=== YOUR INSTRUCTIONS ===
For the entries below, report every line that includes the word "instance".

=== GIVEN INFORMATION ===
=== Begin Enclosure ===
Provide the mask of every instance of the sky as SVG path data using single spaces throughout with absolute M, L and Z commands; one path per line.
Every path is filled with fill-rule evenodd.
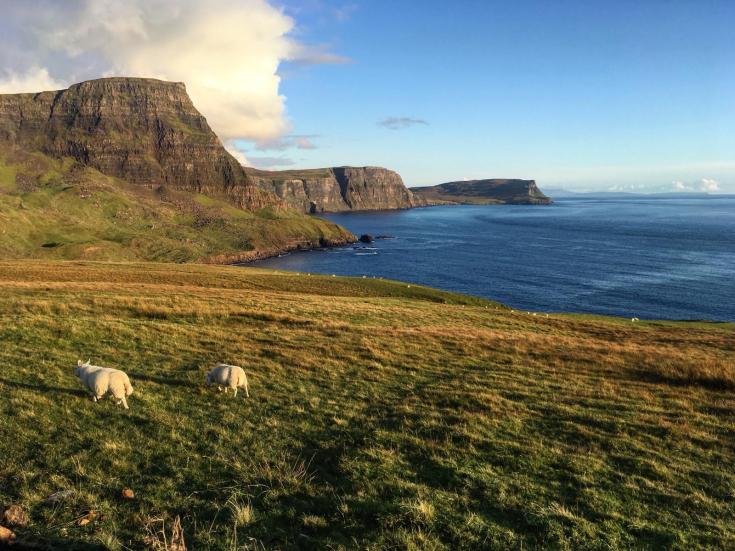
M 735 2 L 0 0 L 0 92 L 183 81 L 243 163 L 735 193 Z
=== End Enclosure ===
=== Begin Enclosure ===
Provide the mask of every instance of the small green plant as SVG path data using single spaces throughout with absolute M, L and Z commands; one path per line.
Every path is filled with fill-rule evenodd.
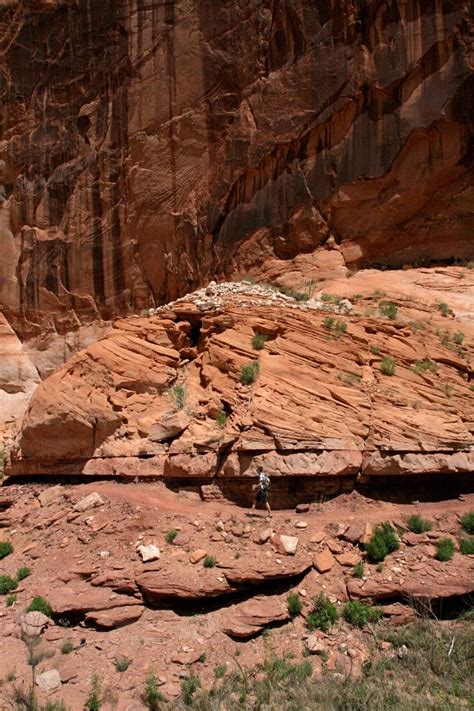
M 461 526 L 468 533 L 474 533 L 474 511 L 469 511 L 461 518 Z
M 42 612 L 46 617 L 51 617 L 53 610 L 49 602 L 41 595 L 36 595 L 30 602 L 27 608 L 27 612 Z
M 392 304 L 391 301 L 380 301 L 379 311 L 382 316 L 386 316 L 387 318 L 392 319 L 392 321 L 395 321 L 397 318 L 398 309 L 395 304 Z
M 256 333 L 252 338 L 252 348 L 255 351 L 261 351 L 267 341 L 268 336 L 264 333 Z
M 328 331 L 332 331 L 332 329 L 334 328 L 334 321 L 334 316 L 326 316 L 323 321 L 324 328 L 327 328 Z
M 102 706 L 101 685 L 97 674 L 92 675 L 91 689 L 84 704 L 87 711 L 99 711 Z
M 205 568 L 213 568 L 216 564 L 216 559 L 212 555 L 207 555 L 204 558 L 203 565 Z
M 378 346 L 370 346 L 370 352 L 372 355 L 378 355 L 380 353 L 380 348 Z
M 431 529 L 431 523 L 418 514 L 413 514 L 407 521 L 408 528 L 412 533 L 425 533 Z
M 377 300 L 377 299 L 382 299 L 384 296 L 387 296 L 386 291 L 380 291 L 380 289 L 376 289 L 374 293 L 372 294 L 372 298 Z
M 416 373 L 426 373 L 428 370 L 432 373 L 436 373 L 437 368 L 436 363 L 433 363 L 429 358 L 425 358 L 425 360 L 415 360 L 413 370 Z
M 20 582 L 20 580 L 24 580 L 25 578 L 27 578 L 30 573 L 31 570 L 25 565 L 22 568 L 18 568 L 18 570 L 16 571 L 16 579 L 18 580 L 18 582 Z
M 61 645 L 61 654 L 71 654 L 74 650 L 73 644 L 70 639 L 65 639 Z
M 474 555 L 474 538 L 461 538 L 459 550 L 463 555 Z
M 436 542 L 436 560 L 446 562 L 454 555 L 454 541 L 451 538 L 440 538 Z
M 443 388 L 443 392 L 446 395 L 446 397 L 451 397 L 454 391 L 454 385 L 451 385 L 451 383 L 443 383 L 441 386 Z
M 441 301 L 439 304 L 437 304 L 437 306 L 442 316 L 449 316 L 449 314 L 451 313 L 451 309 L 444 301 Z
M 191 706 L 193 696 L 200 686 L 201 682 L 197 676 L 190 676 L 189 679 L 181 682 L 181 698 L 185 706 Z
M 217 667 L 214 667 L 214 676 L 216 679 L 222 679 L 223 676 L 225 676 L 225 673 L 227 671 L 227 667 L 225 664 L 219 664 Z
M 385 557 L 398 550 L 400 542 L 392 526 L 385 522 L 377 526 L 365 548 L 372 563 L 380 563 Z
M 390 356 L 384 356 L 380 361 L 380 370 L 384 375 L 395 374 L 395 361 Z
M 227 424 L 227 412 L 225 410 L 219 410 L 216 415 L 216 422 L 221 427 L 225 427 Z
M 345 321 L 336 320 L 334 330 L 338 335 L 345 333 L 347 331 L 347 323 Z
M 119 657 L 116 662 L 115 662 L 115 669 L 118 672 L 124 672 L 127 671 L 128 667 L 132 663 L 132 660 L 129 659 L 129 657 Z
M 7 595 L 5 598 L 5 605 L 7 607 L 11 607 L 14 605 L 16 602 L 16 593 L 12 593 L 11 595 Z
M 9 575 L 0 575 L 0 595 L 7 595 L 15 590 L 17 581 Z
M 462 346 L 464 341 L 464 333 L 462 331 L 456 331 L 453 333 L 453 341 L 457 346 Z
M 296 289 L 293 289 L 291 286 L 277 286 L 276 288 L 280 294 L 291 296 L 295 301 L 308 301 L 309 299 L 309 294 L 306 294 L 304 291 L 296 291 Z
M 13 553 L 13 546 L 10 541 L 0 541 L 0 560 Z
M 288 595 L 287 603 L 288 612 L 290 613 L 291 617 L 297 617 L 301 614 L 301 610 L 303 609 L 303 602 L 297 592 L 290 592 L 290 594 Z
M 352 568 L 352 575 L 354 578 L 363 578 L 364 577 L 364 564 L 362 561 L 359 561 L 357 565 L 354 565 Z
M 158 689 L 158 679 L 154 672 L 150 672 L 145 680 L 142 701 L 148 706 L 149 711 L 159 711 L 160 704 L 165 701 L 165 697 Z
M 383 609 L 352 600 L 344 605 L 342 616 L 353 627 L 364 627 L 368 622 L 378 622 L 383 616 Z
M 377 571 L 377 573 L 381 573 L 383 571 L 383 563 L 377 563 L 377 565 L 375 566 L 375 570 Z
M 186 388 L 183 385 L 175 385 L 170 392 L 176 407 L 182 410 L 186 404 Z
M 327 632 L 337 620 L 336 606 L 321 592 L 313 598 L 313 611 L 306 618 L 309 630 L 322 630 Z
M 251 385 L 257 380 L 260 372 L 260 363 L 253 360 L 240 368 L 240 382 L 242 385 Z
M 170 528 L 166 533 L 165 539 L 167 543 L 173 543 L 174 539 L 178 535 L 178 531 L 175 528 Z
=== End Enclosure ===
=== ANSWER SECTION ===
Provide the mask of every instance of the sky as SVG path data using single spaces throughout with absolute M, L and Z commands; one path per line.
Provide the mask of every instance of the small green plant as SVG path data using single spaces throughout with absolute M, L and Z commands; one path per line.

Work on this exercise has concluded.